[Image point grounding data]
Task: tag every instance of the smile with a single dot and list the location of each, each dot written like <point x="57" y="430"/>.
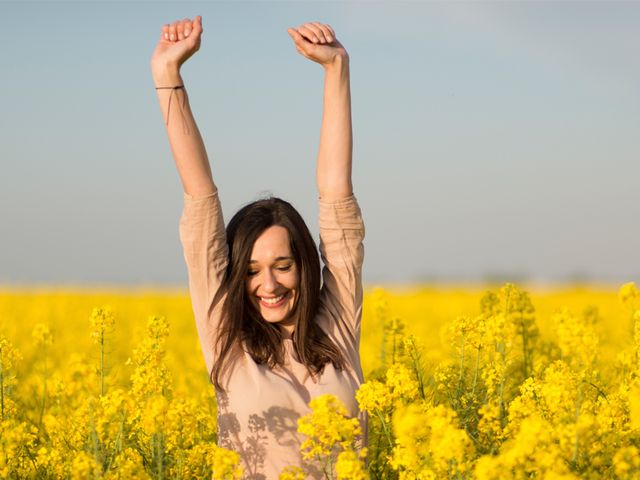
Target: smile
<point x="274" y="302"/>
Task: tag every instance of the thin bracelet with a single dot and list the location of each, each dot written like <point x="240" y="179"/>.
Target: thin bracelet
<point x="173" y="89"/>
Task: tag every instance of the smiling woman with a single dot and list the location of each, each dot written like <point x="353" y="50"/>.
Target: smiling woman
<point x="275" y="330"/>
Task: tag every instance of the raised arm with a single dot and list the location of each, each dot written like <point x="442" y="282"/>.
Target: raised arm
<point x="178" y="42"/>
<point x="318" y="42"/>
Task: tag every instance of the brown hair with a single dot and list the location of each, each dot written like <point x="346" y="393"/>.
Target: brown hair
<point x="241" y="322"/>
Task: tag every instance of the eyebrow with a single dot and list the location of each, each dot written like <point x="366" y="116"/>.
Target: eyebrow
<point x="277" y="259"/>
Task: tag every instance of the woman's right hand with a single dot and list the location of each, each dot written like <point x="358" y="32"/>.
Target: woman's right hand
<point x="177" y="43"/>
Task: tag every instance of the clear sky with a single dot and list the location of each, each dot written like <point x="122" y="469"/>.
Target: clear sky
<point x="490" y="139"/>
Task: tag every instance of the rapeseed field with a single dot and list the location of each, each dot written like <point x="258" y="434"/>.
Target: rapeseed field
<point x="461" y="383"/>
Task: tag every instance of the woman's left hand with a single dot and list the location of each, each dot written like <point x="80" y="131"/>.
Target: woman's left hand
<point x="317" y="42"/>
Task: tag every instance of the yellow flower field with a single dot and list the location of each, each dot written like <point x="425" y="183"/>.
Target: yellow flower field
<point x="465" y="383"/>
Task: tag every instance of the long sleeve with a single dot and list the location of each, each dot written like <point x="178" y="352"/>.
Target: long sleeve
<point x="203" y="238"/>
<point x="342" y="251"/>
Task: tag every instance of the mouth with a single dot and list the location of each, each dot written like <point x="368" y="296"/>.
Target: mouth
<point x="275" y="302"/>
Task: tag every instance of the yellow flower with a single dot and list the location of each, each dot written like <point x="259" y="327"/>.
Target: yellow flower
<point x="373" y="396"/>
<point x="350" y="466"/>
<point x="400" y="383"/>
<point x="634" y="406"/>
<point x="328" y="428"/>
<point x="42" y="334"/>
<point x="628" y="293"/>
<point x="626" y="462"/>
<point x="292" y="473"/>
<point x="85" y="466"/>
<point x="102" y="320"/>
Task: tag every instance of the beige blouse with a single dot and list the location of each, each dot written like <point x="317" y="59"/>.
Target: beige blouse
<point x="258" y="412"/>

[Exercise objective]: With the pictures dropped, write out all of the entries word for word.

[Solution to this exercise]:
Task: tag every instance of the smile with a single dot and list the location of each, each dot written like <point x="57" y="430"/>.
Target: smile
<point x="274" y="302"/>
Task: tag every instance of the thin bracelet with a single dot and list the location of each, each dot written like <point x="240" y="179"/>.
Target: thin bracelet
<point x="173" y="89"/>
Task: tag every instance of the smiling woman with a single dot and list the location of each, each dot written like <point x="353" y="50"/>.
Target: smiling woman
<point x="275" y="330"/>
Task: tag every instance of the raised arm with a single dot and list the location of each, each dot written like <point x="442" y="282"/>.
Target: raised arm
<point x="178" y="42"/>
<point x="318" y="42"/>
Task: tag every instance of the brown hair with a single dot and list the location of each, each dot written like <point x="346" y="393"/>.
Target: brown hair
<point x="241" y="322"/>
Task: tag every instance of the eyebrow with a single dot and list the location of each, each dot written like <point x="366" y="116"/>.
Target: eyebrow
<point x="277" y="259"/>
Task: tag every instance of the woman's right hand with a single dot and list the location of each, each dot written like <point x="358" y="32"/>.
Target: woman's right hand
<point x="177" y="43"/>
Task: tag every instance of the clear sky with a single dot and list the location of each, each dot written like <point x="122" y="469"/>.
Target: clear sky
<point x="490" y="139"/>
Task: tag every instance of the rapeseed field with a single dot and list the location of each, each dot written like <point x="258" y="434"/>.
Target: rapeseed field
<point x="461" y="383"/>
Task: tag every instance of the woman's left hand with a single dot and list the location of each, each dot written like <point x="80" y="131"/>.
Target: woman's left hand
<point x="317" y="42"/>
Task: tag every instance of the yellow flower field with a single dot and list the location of each, each dot written like <point x="425" y="183"/>.
Target: yellow flower field
<point x="465" y="383"/>
Task: tag every instance of the long sleeve with a single dot and list the location of each, each dot written like <point x="178" y="352"/>.
Target: long sleeve
<point x="203" y="238"/>
<point x="342" y="251"/>
Task: tag every instance of the mouth with a single dot and list the location of each, each dot written like <point x="368" y="296"/>.
Target: mouth
<point x="275" y="302"/>
Task: tag every instance of the yellow flower with a single dot and list the location of each, each dot written like <point x="259" y="327"/>.
Target: yellow flower
<point x="373" y="396"/>
<point x="350" y="466"/>
<point x="400" y="383"/>
<point x="634" y="406"/>
<point x="328" y="428"/>
<point x="42" y="334"/>
<point x="628" y="293"/>
<point x="626" y="462"/>
<point x="292" y="473"/>
<point x="85" y="466"/>
<point x="102" y="320"/>
Task: tag every instance of the beige blouse with a single dot and list the location of each, each dot written like <point x="317" y="59"/>.
Target: beige blouse
<point x="258" y="412"/>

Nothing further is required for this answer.